◆ Provided material
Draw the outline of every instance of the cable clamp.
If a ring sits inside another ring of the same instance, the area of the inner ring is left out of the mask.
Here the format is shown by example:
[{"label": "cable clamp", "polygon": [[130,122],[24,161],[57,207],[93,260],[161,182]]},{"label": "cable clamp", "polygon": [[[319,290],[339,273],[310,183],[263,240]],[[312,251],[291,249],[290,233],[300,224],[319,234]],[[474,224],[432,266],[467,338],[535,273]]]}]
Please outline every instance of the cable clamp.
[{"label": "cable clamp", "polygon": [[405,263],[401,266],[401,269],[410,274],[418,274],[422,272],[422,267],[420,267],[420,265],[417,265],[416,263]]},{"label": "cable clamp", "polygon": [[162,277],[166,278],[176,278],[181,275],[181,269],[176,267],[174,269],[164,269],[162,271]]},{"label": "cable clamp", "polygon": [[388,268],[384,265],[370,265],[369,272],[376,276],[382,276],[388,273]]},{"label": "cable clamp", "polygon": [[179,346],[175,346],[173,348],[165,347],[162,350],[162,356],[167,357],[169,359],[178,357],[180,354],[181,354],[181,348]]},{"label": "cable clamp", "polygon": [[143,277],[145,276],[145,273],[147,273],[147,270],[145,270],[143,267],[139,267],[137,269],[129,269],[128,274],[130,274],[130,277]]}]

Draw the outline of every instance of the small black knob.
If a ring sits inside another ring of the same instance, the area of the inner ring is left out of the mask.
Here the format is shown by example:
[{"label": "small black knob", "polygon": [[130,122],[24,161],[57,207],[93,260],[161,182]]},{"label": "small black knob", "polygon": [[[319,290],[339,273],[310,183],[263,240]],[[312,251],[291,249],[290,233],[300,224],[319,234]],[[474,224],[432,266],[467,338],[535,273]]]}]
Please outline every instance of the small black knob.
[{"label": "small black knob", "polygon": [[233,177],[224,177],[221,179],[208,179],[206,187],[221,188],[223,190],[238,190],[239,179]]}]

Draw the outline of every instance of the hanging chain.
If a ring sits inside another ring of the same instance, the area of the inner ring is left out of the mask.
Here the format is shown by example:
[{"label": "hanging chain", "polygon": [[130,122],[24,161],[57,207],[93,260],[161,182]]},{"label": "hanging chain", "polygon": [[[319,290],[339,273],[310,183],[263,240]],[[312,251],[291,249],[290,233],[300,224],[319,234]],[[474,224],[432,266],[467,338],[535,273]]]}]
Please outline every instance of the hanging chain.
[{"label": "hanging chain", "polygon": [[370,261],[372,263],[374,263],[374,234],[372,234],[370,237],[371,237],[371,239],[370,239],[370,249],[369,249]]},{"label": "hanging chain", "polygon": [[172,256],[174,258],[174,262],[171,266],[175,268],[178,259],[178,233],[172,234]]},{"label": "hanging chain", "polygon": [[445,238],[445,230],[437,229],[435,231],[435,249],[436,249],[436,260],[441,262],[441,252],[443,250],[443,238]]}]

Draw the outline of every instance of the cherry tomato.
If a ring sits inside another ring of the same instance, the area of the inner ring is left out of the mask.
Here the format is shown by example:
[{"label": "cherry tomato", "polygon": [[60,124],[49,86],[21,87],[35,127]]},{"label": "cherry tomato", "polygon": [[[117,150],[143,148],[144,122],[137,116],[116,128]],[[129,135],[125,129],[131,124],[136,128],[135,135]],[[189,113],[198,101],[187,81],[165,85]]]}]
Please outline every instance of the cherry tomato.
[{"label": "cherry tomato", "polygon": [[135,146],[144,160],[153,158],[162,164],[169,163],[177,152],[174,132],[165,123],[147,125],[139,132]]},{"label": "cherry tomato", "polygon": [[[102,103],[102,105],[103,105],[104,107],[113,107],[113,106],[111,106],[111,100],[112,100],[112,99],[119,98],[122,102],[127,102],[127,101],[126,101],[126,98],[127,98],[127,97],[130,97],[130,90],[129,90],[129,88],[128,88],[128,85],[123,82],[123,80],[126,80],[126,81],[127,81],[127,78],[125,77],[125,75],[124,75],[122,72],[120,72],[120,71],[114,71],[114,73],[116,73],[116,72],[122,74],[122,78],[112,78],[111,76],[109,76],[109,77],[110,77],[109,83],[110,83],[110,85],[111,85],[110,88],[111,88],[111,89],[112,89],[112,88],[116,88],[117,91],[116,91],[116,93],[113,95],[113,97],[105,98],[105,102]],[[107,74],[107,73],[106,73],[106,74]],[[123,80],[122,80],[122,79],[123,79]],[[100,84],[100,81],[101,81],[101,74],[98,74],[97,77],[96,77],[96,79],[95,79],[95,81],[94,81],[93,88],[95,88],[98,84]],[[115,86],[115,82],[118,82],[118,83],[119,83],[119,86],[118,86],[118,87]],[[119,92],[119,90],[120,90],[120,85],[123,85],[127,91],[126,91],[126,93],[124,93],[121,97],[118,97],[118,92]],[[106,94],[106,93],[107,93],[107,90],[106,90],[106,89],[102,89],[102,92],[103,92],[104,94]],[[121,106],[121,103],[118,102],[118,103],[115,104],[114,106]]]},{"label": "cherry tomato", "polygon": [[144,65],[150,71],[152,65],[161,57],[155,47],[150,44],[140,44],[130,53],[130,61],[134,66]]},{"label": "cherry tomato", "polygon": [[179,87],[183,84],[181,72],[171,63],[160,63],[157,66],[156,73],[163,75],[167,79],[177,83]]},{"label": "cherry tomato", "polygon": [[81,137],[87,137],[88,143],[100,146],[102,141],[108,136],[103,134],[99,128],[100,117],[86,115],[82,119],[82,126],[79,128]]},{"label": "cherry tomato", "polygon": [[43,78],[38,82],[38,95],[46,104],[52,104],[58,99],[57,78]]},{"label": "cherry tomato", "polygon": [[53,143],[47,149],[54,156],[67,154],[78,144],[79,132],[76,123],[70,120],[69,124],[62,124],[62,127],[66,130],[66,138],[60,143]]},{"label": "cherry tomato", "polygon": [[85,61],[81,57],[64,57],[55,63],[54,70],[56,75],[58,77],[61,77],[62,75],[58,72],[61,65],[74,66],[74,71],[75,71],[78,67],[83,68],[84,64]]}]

◆ Given task
Reproduce the records from their start through the line containing "Please outline every instance of the cable", inclusive, changing every "cable clamp" to "hose clamp" and leaving all else as is.

◆ Worked answer
Draw the outline of every instance of the hose clamp.
If a ring sits inside another ring of the same instance, the area of the inner ring is left out of the mask.
Here the format is shown by example:
[{"label": "hose clamp", "polygon": [[130,122],[24,161],[57,207],[93,260],[161,182]]},{"label": "hose clamp", "polygon": [[[319,290],[339,273],[310,183],[263,240]],[[312,251],[291,249],[290,233],[300,224],[319,234]],[[474,224],[432,266],[467,338],[535,273]]]}]
Please outline every instance of the hose clamp.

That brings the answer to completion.